┌─ Supplied information

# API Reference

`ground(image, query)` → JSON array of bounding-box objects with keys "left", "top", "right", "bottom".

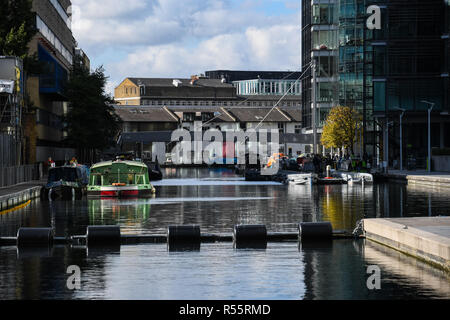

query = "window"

[
  {"left": 183, "top": 113, "right": 195, "bottom": 122},
  {"left": 312, "top": 30, "right": 337, "bottom": 50},
  {"left": 373, "top": 46, "right": 386, "bottom": 76},
  {"left": 202, "top": 112, "right": 214, "bottom": 122},
  {"left": 312, "top": 4, "right": 336, "bottom": 25},
  {"left": 278, "top": 123, "right": 285, "bottom": 134},
  {"left": 295, "top": 125, "right": 301, "bottom": 134},
  {"left": 374, "top": 81, "right": 386, "bottom": 111},
  {"left": 36, "top": 15, "right": 73, "bottom": 64}
]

└─

** Exercise prompt **
Restate the data word for word, minus any images.

** Solution **
# API Reference

`ground(image, query)` → JSON array of bounding-box objects with keys "left", "top", "right", "bottom".


query = "window"

[
  {"left": 183, "top": 113, "right": 195, "bottom": 122},
  {"left": 312, "top": 30, "right": 337, "bottom": 50},
  {"left": 373, "top": 46, "right": 386, "bottom": 76},
  {"left": 202, "top": 112, "right": 214, "bottom": 122},
  {"left": 312, "top": 4, "right": 336, "bottom": 25},
  {"left": 278, "top": 123, "right": 285, "bottom": 134},
  {"left": 295, "top": 125, "right": 301, "bottom": 134},
  {"left": 374, "top": 81, "right": 386, "bottom": 111},
  {"left": 36, "top": 15, "right": 73, "bottom": 64}
]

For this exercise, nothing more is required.